(Rows from a pointing dataset)
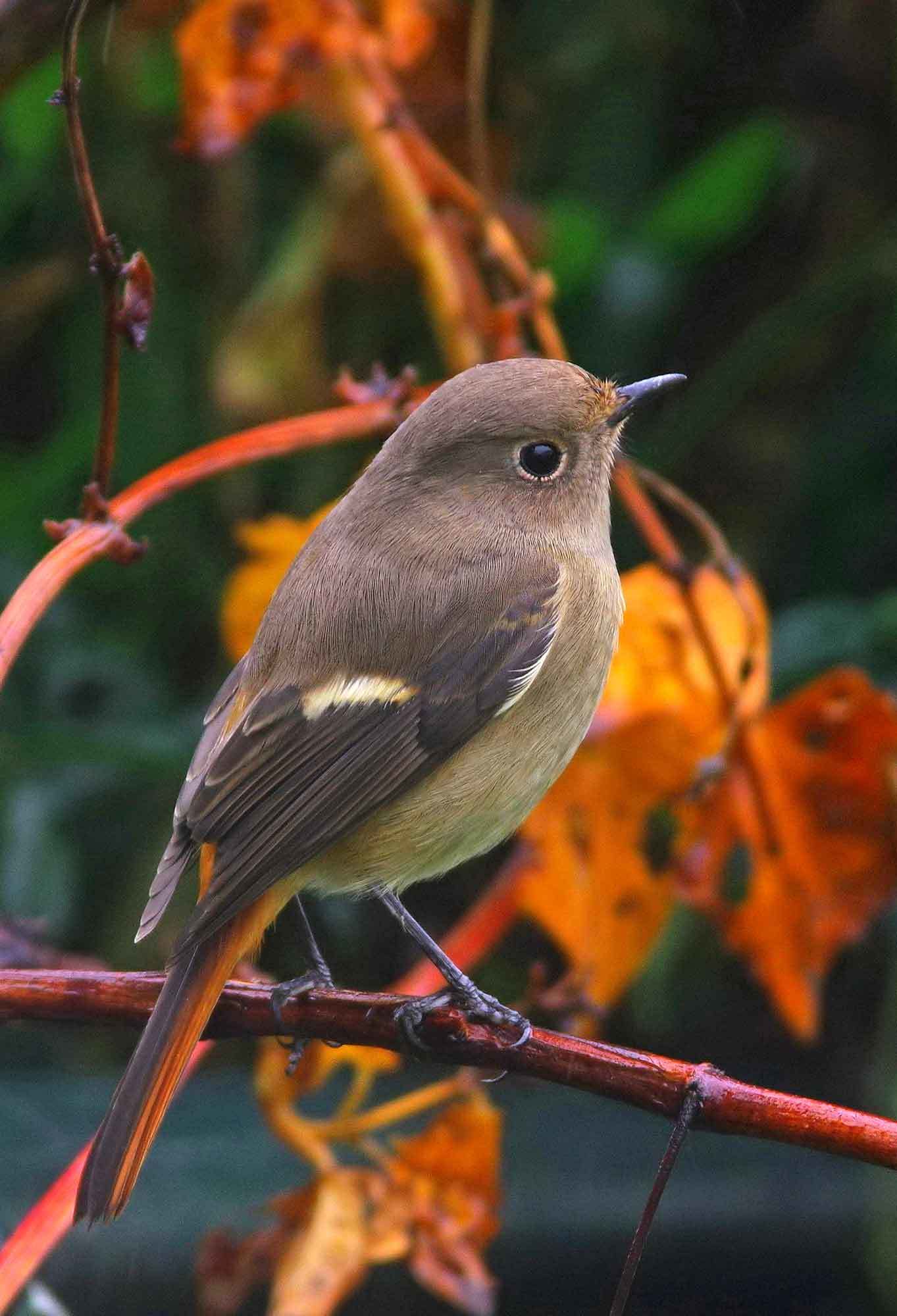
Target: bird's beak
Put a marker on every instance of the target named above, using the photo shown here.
(634, 395)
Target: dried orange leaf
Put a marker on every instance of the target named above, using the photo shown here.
(592, 884)
(809, 799)
(328, 1257)
(245, 60)
(271, 545)
(409, 31)
(663, 668)
(459, 1147)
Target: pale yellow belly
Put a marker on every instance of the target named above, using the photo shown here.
(484, 792)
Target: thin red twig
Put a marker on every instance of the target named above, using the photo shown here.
(105, 263)
(363, 1019)
(90, 542)
(684, 1122)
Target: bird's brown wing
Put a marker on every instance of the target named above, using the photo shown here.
(303, 767)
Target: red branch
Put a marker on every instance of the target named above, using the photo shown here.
(363, 1019)
(88, 542)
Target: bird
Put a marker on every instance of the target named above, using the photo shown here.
(423, 674)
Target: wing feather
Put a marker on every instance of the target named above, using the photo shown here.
(272, 788)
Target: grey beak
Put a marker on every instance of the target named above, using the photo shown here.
(636, 394)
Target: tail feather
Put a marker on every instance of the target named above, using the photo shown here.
(187, 1000)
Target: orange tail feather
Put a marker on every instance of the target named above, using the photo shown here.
(187, 1000)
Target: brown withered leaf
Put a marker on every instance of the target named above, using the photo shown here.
(245, 60)
(809, 797)
(594, 884)
(433, 1203)
(326, 1257)
(229, 1269)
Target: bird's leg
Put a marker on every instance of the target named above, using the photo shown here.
(461, 992)
(316, 976)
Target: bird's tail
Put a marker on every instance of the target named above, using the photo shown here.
(187, 1000)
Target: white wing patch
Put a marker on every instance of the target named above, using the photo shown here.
(523, 681)
(342, 692)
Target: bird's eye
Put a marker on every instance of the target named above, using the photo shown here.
(540, 461)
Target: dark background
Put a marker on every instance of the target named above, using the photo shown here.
(713, 186)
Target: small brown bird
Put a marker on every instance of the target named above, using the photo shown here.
(421, 677)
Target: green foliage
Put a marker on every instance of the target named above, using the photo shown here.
(713, 189)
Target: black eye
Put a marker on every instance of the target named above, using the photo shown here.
(541, 461)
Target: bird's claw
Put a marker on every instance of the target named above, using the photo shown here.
(291, 990)
(475, 1005)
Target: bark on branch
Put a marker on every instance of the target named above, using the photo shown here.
(363, 1019)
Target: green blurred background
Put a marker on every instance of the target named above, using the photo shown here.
(713, 186)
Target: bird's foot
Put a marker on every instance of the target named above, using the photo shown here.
(291, 990)
(474, 1003)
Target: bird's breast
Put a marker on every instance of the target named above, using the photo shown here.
(486, 790)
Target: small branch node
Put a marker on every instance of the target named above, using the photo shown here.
(380, 386)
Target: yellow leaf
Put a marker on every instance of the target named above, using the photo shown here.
(326, 1259)
(591, 882)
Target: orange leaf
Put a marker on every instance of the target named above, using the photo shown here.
(809, 796)
(328, 1257)
(461, 1146)
(272, 544)
(433, 1205)
(662, 668)
(592, 885)
(245, 60)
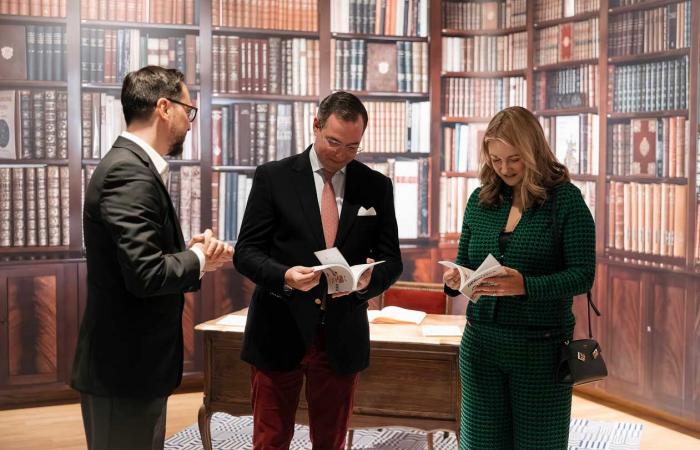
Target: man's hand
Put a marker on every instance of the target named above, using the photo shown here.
(452, 279)
(216, 252)
(362, 283)
(301, 278)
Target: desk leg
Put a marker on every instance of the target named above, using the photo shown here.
(204, 419)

● REQUIRED WORK
Each record above should come back exactly the same, only without its pictures.

● TASK OUTPUT
Target: bird's beak
Put a marker on every instance of the target named above, using the photo shown here.
(634, 395)
Target: dried orange leaf
Put a marker on every instance of the target named above, using the photo shown here.
(592, 884)
(809, 799)
(328, 1257)
(245, 60)
(271, 545)
(409, 31)
(663, 668)
(459, 1147)
Target: pale yellow belly
Put a marker on every instance of the target named above, using the photo shown here.
(484, 792)
Target: thin red twig
Put a marker on every instance of the target named above, using the photo shown here.
(105, 263)
(363, 1019)
(90, 542)
(684, 1122)
Target: bird's brown wing
Put a marker on every instance of the target named above, using the photo shown here.
(303, 767)
Target: red branch
Put a marker on every instance of the target named above, using the photo shown here.
(363, 1019)
(88, 542)
Target: bird
Put a marker on every instance of the target named above, using the photo shown here.
(423, 674)
Target: wing feather
Put a marker on every instance of the target named above, using the photo shown here.
(272, 788)
Target: grey beak
Put a marker on every instance of the target named above, using the photo shown here.
(636, 394)
Target: tail feather
Put a marker on every instance of the target named above, using the photo shown here.
(187, 1000)
Target: orange tail feather
Put a marker on every instance of the target named above, using the photo shown here.
(187, 1000)
Target: brown withered leaf
Put a marker on every instance of the target named above, using the photo shown here.
(245, 60)
(809, 797)
(594, 884)
(433, 1203)
(326, 1257)
(229, 1269)
Target: bird's leg
Put a marker on every instance of the target named above, using the photo shown here.
(461, 992)
(316, 976)
Target: bird's tail
Put a marker on every instance of the target named above, using the photo shown here.
(187, 1000)
Target: white wing patch
Put a marker on every instance of the target named above, using the photo shown here.
(523, 681)
(342, 692)
Target: bird's eye
Put a marker on every instance of the target named above, using the photo shown here.
(540, 461)
Target: dark background
Put a marker on every instance of the target named above, using the photo shown here.
(713, 186)
Target: small brown bird
Put a marker on every instance of the target named above, using the photo shown here.
(421, 677)
Target: green foliage
Put a marker on every instance of the target named above, using the photo shown here.
(713, 189)
Target: black eye
Put a marker on every instance of the target named above, using the photo shown here.
(541, 461)
Target: bird's claw
Put a marker on every instance of the target named above, using the photo shown here.
(291, 990)
(475, 1005)
Target: bark on branch
Put a marker on every instance of the target named above, using the photo shown here.
(363, 1019)
Target: green blurred background
Put a marker on every instance of the target named above, using the photo shown here.
(713, 186)
Target: bird's foot
Put a marker on every instance of the target named above, using the photo shown here.
(291, 990)
(474, 1003)
Target: bird's breast
Put a marker on every instance of the target named above, using the photo shown here.
(486, 790)
Target: small branch node
Put a marker on every instance of the target named above, using the photo shown here.
(380, 386)
Target: yellow leaf
Put a marker on every instance of the target named above, using the photo shown here.
(326, 1259)
(591, 882)
Target: orange leaf
Put a marker on every instance of the target named above, using the photo shown here.
(809, 796)
(328, 1257)
(461, 1146)
(272, 544)
(433, 1205)
(662, 668)
(592, 885)
(245, 60)
Target: man's hand
Put a marker on every instance of the target named above, using the photo shown here.
(452, 279)
(216, 252)
(362, 283)
(301, 278)
Target: desk leg
Put a marker on every instance of the target named above, using the photo shown here.
(204, 419)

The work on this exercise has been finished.